WORK TO COMPLETE:
Return the lines that run from the line containing "of the sunlight" through the end of the entries, both ends included. Leave out all pictures.
++++
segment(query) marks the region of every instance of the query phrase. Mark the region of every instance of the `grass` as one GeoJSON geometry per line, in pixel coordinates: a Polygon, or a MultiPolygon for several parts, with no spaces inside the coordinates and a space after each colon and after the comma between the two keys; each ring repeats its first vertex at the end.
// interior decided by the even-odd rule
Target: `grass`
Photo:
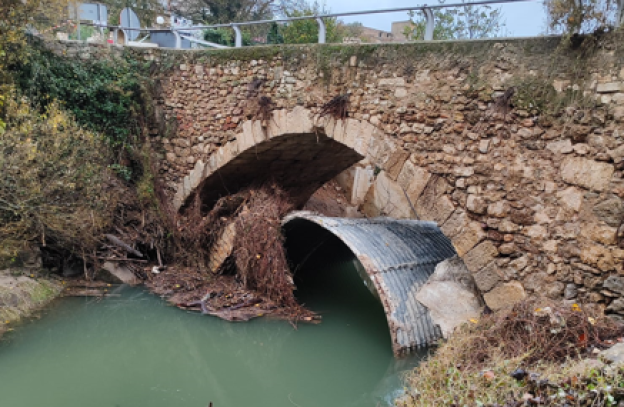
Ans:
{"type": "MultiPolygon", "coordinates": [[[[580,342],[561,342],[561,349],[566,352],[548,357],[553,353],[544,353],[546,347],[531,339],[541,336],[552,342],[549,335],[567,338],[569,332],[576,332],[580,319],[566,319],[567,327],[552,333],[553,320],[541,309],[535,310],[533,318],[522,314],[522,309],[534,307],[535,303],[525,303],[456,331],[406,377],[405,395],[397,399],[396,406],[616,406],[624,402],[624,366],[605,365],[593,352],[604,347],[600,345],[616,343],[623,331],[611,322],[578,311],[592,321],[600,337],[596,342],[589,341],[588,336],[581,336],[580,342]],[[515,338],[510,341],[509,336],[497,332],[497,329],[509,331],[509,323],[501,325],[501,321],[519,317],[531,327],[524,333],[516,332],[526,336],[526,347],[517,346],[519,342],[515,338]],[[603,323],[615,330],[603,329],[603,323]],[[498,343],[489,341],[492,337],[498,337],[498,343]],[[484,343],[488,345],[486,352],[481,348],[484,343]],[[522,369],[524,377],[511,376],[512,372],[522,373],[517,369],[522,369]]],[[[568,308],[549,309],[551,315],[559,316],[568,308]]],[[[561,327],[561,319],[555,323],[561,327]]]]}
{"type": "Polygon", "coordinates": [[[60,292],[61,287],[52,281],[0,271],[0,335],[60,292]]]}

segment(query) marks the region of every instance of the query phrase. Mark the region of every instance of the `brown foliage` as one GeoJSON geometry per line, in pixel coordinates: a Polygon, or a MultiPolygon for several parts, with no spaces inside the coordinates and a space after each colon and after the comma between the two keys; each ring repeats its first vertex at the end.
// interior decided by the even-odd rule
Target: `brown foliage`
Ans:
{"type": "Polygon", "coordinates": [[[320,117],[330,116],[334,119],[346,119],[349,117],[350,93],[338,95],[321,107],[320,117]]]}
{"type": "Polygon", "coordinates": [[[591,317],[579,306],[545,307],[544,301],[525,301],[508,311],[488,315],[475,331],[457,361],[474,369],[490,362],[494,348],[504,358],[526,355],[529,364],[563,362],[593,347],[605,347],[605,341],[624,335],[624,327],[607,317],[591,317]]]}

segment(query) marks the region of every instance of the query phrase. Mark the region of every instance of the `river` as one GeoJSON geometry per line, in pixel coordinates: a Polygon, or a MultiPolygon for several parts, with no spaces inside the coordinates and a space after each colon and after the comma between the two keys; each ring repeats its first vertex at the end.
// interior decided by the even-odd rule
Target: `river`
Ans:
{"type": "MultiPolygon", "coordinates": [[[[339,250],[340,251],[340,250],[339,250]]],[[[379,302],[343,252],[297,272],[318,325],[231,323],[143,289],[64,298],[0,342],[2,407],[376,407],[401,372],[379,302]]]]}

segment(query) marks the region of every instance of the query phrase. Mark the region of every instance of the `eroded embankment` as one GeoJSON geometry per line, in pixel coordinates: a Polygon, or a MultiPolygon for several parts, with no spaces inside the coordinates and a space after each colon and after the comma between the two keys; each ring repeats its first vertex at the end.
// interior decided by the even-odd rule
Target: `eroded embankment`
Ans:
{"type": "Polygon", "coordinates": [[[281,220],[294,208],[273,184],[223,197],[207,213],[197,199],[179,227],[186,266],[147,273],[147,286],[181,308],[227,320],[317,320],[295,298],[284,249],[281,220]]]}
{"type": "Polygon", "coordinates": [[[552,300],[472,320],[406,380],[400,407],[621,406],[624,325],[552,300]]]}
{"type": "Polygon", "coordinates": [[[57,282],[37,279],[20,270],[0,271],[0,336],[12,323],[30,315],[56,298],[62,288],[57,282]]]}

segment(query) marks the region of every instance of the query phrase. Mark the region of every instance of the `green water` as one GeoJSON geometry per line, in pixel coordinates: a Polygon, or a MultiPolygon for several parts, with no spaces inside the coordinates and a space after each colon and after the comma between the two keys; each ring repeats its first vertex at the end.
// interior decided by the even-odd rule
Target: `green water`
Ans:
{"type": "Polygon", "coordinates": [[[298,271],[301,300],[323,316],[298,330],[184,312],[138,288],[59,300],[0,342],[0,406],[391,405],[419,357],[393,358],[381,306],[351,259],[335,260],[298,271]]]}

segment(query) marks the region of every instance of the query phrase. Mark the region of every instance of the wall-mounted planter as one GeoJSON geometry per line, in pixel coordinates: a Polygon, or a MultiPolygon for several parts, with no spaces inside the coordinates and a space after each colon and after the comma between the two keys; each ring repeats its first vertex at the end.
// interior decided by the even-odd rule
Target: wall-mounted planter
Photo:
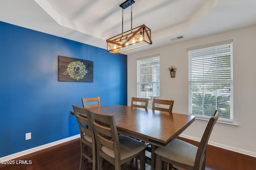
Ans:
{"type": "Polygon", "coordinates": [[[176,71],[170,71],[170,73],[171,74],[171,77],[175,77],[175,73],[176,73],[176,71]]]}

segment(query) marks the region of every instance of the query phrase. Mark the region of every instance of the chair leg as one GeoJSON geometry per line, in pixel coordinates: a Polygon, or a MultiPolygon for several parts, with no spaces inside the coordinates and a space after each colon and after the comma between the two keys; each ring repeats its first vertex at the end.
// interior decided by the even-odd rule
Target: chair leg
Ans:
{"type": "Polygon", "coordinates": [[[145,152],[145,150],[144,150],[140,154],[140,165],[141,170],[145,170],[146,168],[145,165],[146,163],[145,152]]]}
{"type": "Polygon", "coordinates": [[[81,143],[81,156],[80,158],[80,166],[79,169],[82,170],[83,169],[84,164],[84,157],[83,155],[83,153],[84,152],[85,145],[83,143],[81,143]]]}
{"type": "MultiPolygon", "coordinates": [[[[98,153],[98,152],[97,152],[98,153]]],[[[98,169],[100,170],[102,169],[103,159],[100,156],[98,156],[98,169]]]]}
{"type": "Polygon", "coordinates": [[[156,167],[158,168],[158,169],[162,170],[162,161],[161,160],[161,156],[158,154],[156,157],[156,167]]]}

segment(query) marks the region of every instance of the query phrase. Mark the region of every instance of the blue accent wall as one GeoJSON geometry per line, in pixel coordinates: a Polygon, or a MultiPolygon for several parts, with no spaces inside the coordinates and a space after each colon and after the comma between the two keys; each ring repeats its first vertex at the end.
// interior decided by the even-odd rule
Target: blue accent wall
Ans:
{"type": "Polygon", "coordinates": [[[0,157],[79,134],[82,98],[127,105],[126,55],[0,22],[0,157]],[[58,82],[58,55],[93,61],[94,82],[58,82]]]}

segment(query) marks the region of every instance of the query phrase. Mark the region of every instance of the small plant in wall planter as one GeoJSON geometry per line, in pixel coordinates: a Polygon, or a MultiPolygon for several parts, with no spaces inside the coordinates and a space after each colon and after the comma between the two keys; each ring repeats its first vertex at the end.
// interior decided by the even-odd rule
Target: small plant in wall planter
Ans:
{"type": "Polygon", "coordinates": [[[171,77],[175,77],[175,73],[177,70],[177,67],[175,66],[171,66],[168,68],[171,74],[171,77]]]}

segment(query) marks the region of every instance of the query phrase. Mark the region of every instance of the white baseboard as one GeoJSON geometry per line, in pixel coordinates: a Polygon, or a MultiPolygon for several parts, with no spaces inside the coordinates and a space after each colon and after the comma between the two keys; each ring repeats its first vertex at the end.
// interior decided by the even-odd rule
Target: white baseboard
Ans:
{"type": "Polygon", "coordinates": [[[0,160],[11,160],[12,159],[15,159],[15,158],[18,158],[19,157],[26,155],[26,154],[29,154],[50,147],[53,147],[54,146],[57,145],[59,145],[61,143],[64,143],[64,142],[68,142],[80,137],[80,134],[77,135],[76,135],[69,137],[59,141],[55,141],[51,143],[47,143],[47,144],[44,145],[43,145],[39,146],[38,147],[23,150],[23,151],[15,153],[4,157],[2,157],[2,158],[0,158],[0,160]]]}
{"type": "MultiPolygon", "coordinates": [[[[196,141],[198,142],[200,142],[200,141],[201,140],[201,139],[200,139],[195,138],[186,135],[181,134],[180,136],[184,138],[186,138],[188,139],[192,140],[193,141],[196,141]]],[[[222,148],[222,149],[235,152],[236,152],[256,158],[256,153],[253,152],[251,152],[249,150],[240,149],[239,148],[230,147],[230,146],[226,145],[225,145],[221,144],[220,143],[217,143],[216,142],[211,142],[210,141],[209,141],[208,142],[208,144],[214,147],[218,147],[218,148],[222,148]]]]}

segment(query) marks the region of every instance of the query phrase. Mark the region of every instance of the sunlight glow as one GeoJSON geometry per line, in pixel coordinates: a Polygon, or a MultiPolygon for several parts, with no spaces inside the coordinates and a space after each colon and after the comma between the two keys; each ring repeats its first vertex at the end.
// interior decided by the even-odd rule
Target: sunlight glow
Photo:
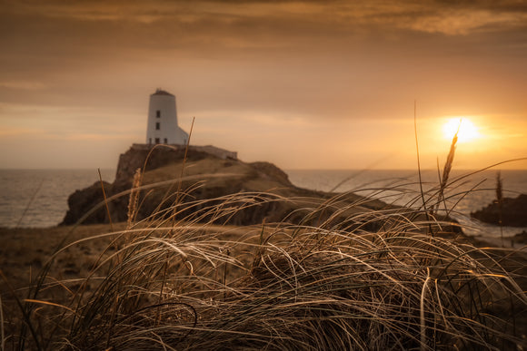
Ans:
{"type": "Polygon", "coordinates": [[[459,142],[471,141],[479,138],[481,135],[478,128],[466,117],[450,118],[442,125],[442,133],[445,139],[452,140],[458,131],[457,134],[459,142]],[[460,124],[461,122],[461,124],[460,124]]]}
++++
OUTPUT BELOW:
segment(query) marks the region of every instance of the query phrase. Mark the region of every instance of the sunlight glow as one GeoJSON geometry per line, in pixel coordinates: a Polygon, or a MultiPolygon for several parts, with no spaces inside the coordinates and a space after each colon and after the comma between the two keys; each ring repeats its first vertex at the end.
// interior decided by the even-odd rule
Target: sunlight glow
Photo:
Ans:
{"type": "Polygon", "coordinates": [[[459,142],[471,141],[479,138],[481,135],[478,128],[466,117],[450,118],[442,125],[442,133],[445,139],[452,140],[458,131],[457,134],[459,142]],[[460,124],[461,122],[461,124],[460,124]]]}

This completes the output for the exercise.